OPDRACHTEN
**1.** Beantwoord deze vragen over de tekst over het management control systeem:
(a) Hoeveel lokale Rabobanken telt Nederland?
(b) Welke wet uit 2002 wordt genoemd als voorbeeld van bancaire wet- en regelgeving uit de Verenigde Staten?
(c) In welke sector wordt het centraliseren van bevoegdheden en het automatiseren van processen sterk aanbevolen?
**2.** Herhaal letterlijk het stuk uit de tekst over het management control systeem dat begint bij de woorden "De inrichting van het MCS" en stop na de woorden "ook van invloed.".

AANGELEVERDE TEKST
De inrichting van het MCS en de elementen die het tight maken zijn niet alleen afhankelijk van nationale of regionale cultuurverschillen. De branche waarin een organisatie actief is, de organisatiestructuur en de wet- en regelgeving zijn onder andere ook van invloed.

De conclusies van dit onderzoek wijzen allemaal in de richting van een veel meer contextuele situationele aanpak bij het inrichten van het MCS. Organisaties die zelf onderzoek doen naar de cultuur in de regio waar ze zich vestigen en de inrichting van het gewenste strakke MCS daarop aanpassen zullen zich er veel meer van verzekeren dat medewerkers handelen in het belang van de organisatie dan organisaties die dat niet doen. Het voorkomen van controleproblematiek door het centraliseren van bevoegdheden en het automatiseren van processen is in de financiële dienstverlening sterk aan te bevelen.

Kernwoorden: nationale cultuur, Hofstede, management control systeem, organisaties, tightness,

(6)

6

1. Introductie

1.1 Managementvraag

De Rabobank Sneek-Zuidwest Friesland (Rabobank SZWF) is één van de 139 lokale Rabobanken in Nederland. Zoals alle lokale Rabobanken is de Rabobank SZWF zeer beheersmatig ingesteld. Er is sprake van een strak (tight) Management Control Systeem (MCS). De tightness van het MCS wordt gerealiseerd door gebruik te maken van een zeer fijnmazig netwerk van dossiercontroles, proces-controles, audits, kwaliteitscontroles en prestatiemonitors die ertoe moeten leiden dat de medewerkers doen wat de organisatie verlangt. Een belangrijk spanningsveld is daarbij dat de aandacht voor de klant regelmatig in het gedrang komt onder invloed van alle rapportages en gestapelde controles. De commerciële slagkracht staat onder druk en dat kan op termijn leiden tot verlies van marktaandeel en omzet. Daarnaast zijn de kosten voor alle controles en audits hoog met als gevolg dat de concurrentiepositie onder druk zou kunnen komen te staan.

Sinds een aantal jaren is de Rabobank Groep, via Rabobank International ook actief in Californië met commerciële bancaire activiteiten in het Retail- en Business Segment. Terwijl de Verenigde Staten toch het land is waar we veel van de bancaire wet- en regelgeving in de huidige tijd aan te danken hebben (bijvoorbeeld de Sarbanes Oxley Act uit 2002), lijkt de mate waarin controles en reviews in de Verenigde Staten de basis vormen van het MCS veel geringer dan in Nederland. Zoals van een bank verwacht mag worden is er ook in de Verenigde Staten sprake van een strak (tight) MCS maar de commerciële slagkracht in de Verenigde Staten lijkt veel groter. Er lijkt meer ruimte voor focus op acquisitie en voor bonussen en incentives dan in Nederland.

AANGELEVERDE GEGEVENS
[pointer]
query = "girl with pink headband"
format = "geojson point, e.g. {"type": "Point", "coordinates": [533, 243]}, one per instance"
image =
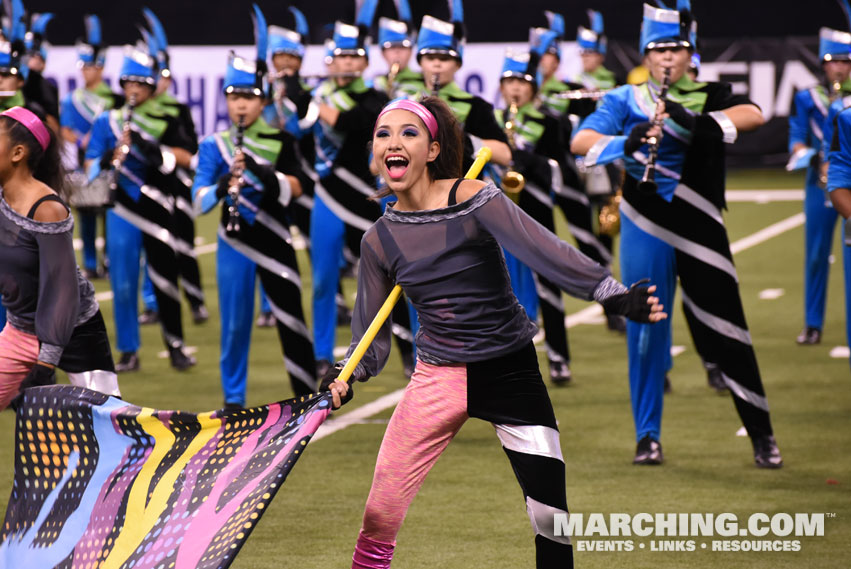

UITGEWERKTE ANTWOORDEN
**1.**
(a) 139
(b) De Sarbanes Oxley Act
(c) In de financiële dienstverlening

**2.**
De inrichting van het MCS en de elementen die het tight maken zijn niet alleen afhankelijk van nationale of regionale cultuurverschillen. De branche waarin een organisatie actief is, de organisatiestructuur en de wet- en regelgeving zijn onder andere ook van invloed.